- Task statement -
Repeat verbatim the lines of the data below, beginning with the line containing "Exercise. Point to every instance of the bleacher" and continuing to the end.

- Material -

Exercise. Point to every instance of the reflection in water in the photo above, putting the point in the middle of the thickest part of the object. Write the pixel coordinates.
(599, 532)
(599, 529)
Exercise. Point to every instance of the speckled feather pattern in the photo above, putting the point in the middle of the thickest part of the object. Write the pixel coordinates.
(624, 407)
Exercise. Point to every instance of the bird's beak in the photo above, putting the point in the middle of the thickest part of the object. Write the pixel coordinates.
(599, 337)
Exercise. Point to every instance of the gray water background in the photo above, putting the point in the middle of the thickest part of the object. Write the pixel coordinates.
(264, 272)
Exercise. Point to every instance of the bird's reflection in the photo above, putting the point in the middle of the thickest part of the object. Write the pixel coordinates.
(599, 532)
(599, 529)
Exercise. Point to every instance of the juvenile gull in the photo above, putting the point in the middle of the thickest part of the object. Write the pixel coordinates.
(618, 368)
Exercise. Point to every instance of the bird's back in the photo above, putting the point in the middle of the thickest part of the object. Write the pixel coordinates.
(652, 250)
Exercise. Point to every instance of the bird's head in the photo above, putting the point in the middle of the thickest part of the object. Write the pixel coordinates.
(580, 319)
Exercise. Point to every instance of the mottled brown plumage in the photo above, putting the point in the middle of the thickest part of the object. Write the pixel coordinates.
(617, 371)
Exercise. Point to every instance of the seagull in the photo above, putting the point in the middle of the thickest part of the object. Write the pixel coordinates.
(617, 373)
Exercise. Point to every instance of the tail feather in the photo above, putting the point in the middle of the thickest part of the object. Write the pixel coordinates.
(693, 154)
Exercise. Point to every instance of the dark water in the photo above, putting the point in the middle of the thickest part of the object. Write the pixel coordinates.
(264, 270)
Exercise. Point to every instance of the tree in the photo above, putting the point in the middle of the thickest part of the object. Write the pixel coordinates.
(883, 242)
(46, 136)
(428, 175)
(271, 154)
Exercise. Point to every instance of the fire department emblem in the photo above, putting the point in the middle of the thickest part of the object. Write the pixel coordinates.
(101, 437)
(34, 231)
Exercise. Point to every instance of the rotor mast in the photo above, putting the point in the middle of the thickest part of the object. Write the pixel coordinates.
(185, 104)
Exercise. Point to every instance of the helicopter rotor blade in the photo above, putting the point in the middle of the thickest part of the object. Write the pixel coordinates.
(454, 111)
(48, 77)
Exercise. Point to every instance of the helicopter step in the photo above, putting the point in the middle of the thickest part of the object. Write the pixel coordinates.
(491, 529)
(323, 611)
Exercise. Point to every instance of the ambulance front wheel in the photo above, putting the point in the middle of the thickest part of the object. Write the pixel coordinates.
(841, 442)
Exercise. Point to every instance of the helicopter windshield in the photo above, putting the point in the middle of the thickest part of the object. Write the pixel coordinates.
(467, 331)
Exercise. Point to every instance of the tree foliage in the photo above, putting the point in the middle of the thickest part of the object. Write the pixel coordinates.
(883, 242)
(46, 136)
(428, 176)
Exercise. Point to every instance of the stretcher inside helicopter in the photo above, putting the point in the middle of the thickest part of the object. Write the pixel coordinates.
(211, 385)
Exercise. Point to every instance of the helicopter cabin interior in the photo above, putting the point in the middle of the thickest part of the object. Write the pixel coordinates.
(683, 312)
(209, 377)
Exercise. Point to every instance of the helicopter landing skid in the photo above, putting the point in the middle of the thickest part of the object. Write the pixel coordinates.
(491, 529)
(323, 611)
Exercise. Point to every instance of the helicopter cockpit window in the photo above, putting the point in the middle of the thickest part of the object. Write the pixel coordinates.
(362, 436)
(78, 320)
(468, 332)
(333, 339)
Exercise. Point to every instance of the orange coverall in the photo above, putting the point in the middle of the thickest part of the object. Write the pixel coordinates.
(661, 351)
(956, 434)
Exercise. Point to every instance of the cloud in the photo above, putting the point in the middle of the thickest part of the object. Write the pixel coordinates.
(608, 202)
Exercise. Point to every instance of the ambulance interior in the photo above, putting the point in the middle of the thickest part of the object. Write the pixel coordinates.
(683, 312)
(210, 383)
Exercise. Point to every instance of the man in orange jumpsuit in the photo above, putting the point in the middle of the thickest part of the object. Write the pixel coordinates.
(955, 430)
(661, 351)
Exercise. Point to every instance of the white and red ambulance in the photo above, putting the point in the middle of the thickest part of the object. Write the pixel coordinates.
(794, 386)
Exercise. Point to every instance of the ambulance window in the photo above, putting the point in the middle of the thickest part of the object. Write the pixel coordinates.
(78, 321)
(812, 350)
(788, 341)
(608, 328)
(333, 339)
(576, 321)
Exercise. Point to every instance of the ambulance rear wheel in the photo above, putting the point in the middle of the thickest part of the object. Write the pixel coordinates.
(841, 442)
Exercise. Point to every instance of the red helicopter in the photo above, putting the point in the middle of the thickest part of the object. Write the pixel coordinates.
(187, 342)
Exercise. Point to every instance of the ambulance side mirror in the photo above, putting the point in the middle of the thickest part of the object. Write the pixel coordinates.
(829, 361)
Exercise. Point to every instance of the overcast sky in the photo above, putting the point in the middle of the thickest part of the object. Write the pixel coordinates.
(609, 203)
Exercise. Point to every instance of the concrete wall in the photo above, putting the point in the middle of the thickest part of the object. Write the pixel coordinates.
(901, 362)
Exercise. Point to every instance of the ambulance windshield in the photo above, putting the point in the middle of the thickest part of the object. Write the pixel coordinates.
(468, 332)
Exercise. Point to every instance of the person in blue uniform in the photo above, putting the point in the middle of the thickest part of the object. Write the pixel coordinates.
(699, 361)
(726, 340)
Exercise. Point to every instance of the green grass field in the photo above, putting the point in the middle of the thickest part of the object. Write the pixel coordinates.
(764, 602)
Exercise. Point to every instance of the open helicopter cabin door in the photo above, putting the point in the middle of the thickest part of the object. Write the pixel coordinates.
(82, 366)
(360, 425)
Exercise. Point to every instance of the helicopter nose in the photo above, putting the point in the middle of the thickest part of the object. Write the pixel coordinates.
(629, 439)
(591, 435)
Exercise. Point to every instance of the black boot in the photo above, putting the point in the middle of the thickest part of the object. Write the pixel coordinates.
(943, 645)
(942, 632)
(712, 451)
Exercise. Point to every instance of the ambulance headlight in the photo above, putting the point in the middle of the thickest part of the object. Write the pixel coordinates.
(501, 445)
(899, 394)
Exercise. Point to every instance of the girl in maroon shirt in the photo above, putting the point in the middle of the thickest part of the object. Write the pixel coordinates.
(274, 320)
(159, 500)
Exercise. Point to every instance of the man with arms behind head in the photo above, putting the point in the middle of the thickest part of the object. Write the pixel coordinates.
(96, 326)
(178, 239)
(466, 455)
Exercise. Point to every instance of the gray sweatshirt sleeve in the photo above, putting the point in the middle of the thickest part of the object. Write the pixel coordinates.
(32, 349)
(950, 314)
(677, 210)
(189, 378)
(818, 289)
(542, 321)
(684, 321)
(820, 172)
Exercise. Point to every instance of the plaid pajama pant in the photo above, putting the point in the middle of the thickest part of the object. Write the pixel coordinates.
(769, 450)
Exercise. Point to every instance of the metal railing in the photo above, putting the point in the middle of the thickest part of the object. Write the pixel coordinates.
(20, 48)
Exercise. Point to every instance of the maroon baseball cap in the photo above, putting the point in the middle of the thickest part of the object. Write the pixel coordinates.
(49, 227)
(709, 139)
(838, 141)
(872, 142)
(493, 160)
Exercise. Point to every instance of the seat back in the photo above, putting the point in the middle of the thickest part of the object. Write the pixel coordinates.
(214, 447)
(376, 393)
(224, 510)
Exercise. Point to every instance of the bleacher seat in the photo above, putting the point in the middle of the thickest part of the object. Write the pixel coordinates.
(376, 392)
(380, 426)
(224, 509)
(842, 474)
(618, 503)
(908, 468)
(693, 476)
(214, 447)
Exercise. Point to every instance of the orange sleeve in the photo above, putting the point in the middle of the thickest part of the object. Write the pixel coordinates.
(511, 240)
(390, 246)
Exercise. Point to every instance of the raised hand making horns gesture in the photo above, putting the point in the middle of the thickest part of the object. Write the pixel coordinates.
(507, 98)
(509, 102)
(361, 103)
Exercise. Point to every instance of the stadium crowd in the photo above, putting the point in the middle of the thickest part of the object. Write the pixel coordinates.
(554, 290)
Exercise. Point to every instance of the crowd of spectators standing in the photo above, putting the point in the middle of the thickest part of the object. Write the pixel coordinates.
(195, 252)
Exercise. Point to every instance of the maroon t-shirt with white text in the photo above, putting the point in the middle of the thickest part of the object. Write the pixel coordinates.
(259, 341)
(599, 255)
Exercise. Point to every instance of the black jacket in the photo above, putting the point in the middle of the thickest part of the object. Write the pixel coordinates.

- Finished answer -
Exercise. Point to every instance of the bleacher seat in the photo above, putting the point in the middle of the thickest part of the object. Write the pixel coordinates.
(376, 392)
(380, 426)
(224, 509)
(842, 474)
(618, 503)
(908, 468)
(693, 476)
(214, 447)
Exercise. Point to every instance of the orange sleeve in the photo above, putting the point in the middle of the thickest part of the object. Write the pixel coordinates.
(511, 240)
(390, 246)
Exercise. Point to every instance of the raised hand making horns gesture in the photo above, putting the point in the middle of the thickest part of the object. Write the pixel coordinates.
(507, 98)
(509, 102)
(361, 103)
Exercise. Point to every instance of the stadium crowd in the photo above, putting the point in the middle of the thickest part of the object. Write the pixel coordinates.
(554, 290)
Exercise. Point to every instance of the crowd of spectators standing in the photo above, putting the point in the middle of the thickest part of the object. Write the pixel coordinates.
(195, 252)
Exercise. Point to every instance of the maroon t-shirt with white text in the photo above, putting the point in the middle of the thickest part of the object. Write the pixel coordinates.
(259, 341)
(599, 255)
Exercise. Point to every instance of the black jacket in the photo above, putting the point in the middle of the thickest part of the object. Write the pixel coordinates.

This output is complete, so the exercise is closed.